• [PASSAGE SHOWN]:
####

This is unexpected. Yeah, unexpected. I mean, I just did a few double takes at this one, then checked it on Forbes to make sure that it was real.
By now many of you will know about the new model of 3DS known as the 2DS. The idea is to make a price-reduced entry level handheld that comes with none of the risks of the 3D effects. You see, it’s advised that developing children (under the age of seven) not use the 3D function because their vision is still developing.
Despite this the 3DS is the dominant handheld console… in existence only beaten by mobile platforms if you individually consider them as such. As a result it is often the prerogative of parents to give their children a handheld console for much of the reasons you can imagine, car rides, children having a lot of energy and running around, also the fact that they enjoy taking games to homes of friends to play multiplayer.
Now here is an image of the 2DS. Trust me; I’m going to go nuts in a second. Let me warm up.
And for fun, I included both colours.
Now. You might notice that this version has no capacity to close, well, if what I’m led to believe is true that is to avoid the damaging of hinges from constant opening and closing by children. That function is simulated by a slider on the device (I imagine for games that actually use it as a mechanic). Its screen size is identical to that of the original DS model and the price is to be 129.99, forty dollars cheaper than the current regular 3DS in the market. Otherwise it retains all other functions. There is an option to buy an additional carrying case for about twelve dollars.

####

• [TASK REQUIREMENTS]:
a) Repeat the 2DS post starting with "By now many" and going on through "to play multiplayer.".
b) In the 2DS post, how much does the optional carrying case cost?
c) Extend the post about the 2DS, picking up after its final sentence.
The rows that follow have no connection to the 2DS post.

• [DATA RECORDS]:

####

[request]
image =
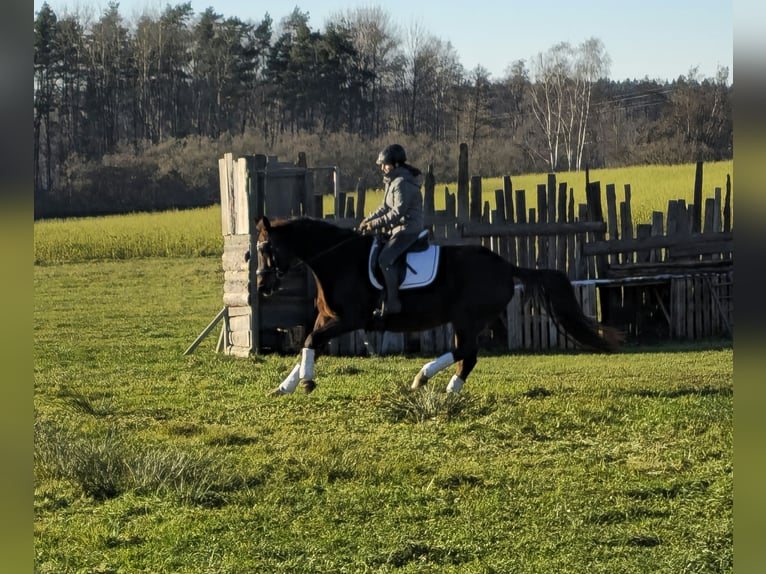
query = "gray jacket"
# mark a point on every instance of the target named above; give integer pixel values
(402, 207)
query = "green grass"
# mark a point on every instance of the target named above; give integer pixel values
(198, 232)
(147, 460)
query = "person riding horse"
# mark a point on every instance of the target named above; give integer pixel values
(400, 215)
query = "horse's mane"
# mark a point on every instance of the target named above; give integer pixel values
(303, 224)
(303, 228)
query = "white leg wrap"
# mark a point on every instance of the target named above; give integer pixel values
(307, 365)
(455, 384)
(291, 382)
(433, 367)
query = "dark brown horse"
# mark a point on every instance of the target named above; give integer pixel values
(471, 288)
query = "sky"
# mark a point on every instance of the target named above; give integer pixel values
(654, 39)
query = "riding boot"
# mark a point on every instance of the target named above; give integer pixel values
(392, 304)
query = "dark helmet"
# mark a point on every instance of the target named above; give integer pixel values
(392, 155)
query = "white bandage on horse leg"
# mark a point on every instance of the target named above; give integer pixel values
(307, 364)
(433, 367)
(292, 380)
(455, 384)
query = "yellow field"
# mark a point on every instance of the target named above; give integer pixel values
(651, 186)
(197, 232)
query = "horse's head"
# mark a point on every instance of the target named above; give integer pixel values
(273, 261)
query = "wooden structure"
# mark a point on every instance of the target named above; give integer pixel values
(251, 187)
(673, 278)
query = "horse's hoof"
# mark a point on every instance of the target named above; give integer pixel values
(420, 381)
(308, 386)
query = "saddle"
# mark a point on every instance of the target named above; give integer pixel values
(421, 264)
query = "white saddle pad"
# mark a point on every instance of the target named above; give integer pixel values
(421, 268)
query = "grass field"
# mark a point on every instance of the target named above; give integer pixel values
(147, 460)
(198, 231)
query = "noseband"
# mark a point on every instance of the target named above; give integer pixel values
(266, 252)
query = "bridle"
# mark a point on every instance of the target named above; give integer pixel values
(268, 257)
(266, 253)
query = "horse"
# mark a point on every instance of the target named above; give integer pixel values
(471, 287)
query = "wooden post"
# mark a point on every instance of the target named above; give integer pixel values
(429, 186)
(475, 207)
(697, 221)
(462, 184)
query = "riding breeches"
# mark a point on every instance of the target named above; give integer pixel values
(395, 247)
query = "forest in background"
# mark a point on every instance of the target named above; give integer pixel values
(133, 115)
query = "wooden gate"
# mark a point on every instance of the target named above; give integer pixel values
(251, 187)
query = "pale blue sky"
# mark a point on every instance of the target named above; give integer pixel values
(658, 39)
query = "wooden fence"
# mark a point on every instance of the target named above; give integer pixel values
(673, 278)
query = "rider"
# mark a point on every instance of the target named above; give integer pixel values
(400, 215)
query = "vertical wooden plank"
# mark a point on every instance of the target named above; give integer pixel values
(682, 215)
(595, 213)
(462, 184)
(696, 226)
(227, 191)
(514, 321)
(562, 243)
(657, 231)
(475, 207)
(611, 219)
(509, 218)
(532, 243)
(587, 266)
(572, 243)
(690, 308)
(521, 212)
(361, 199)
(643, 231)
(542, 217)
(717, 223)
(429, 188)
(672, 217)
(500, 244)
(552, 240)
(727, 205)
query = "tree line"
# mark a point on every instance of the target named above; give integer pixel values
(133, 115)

####

• [EXERCISE ANSWERS]:
a)
By now many of you will know about the new model of 3DS known as the 2DS. The idea is to make a price-reduced entry level handheld that comes with none of the risks of the 3D effects. You see, it’s advised that developing children (under the age of seven) not use the 3D function because their vision is still developing.
Despite this the 3DS is the dominant handheld console… in existence only beaten by mobile platforms if you individually consider them as such. As a result it is often the prerogative of parents to give their children a handheld console for much of the reasons you can imagine, car rides, children having a lot of energy and running around, also the fact that they enjoy taking games to homes of friends to play multiplayer.

b) About twelve dollars.

c)
There we go. That’s all of the facts lined up.
Now, Nintendo… What the actual hell?
Let me explain to you why this device is just stupid. The big thing is the loss of the flip screen. True the hinges were prone to breaking but conversely, the screens weren’t. Well, they were less prone. Kids are kids. Now if you own a DS or 3DS here’s a fun experiment to try. Even if you don’t cut a piece of paper 14.4 cm (or 5.5 inches) by 12.7 cm (5.0 inches). Now get really drunk to simulate the motor skills of a child under seven. Now run around your house holding your DS/3DS device wide open or your physical proxy.
You might notice that you are face down on the ground and that the front surface of your device has proceeded to lick your floor like it was covered in creamsicles. Now imagine that happening outside, on gravel, on road trips, on sidewalks, on asphalt. Now tell me if you think exposing the screen to the world like a wounded kitten was a good idea.
If this device wasn’t directly aimed at developing children I wouldn’t bat an eye. Ideally this is more for people who can safely store a device repeatedly without incident. In other words: ANYONE WHO ISN’T DEVELOPING MOTOR SKILLS! You can buy a carrying case for an additional twelve dollars and I certainly hope people do.
Now I hear some of you asking what I might do in such an instance. Well, the answer is significantly cheaper than creation a whole new console.
Simply create a function in the system for a parent to lock the 3D function of the device so the child cannot inadvertently access it.
Which the 3DS already has. I’m not making that up. I checked.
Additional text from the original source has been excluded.